(Point-based annotation data)
═══
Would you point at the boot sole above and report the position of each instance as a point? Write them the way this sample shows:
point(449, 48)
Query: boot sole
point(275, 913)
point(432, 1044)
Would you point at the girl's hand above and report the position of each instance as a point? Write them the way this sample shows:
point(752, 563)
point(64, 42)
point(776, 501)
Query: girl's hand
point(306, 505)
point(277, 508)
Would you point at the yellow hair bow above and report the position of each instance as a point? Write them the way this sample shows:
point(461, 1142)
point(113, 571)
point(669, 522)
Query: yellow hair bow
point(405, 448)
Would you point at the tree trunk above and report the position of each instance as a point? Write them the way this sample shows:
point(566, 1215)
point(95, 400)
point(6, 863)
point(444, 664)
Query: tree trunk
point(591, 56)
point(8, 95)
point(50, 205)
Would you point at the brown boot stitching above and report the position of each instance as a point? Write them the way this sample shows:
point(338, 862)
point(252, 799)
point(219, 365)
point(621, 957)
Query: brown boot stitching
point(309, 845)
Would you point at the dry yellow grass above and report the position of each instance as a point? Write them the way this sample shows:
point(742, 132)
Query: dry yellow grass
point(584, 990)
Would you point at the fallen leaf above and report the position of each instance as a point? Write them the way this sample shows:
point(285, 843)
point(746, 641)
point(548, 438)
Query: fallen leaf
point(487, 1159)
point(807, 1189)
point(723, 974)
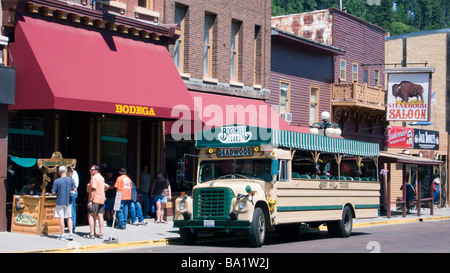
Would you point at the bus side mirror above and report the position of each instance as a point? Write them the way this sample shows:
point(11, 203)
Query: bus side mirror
point(274, 167)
═══
*Task description*
Only the lines from the line bearing "Would you point at the girl's" to the end of the listing above, both inclusive, should be extracted verbatim; the pictures are excluded.

*Exercise solution*
Would you point at the girl's hand above and report the position of each instance as a point? Write them the way this sample shows:
point(752, 563)
point(64, 42)
point(776, 501)
Query: girl's hand
point(306, 505)
point(277, 508)
Would you point at the yellow hair bow above and report the position of each instance as a point? Write them the way this sample shows:
point(461, 1142)
point(113, 571)
point(669, 522)
Query: yellow hair bow
point(405, 448)
Would you point at the tree trunk above and report the position of each instance as a point? Write them the way this sample shows:
point(566, 1215)
point(95, 400)
point(6, 863)
point(444, 664)
Query: tree trunk
point(591, 56)
point(8, 95)
point(50, 205)
Would you point at the brown boot stitching above and report the position of each instance as a point? Write them the way this sample shows:
point(338, 862)
point(252, 799)
point(219, 365)
point(621, 957)
Query: brown boot stitching
point(309, 845)
Would you point at the dry yellow grass above and report the position of each instance as a point? Write them the way this sample shows:
point(742, 132)
Query: dry yellow grass
point(584, 990)
Would you point at the fallen leaf above and report the position of each instance as a point? Write them the way this sample shows:
point(285, 843)
point(746, 641)
point(548, 438)
Query: fallen leaf
point(487, 1159)
point(807, 1189)
point(723, 974)
Would you point at the bus side mirror above and report the position of each instance as a point? Write them the way this sample shows:
point(11, 203)
Query: bus side mirror
point(274, 167)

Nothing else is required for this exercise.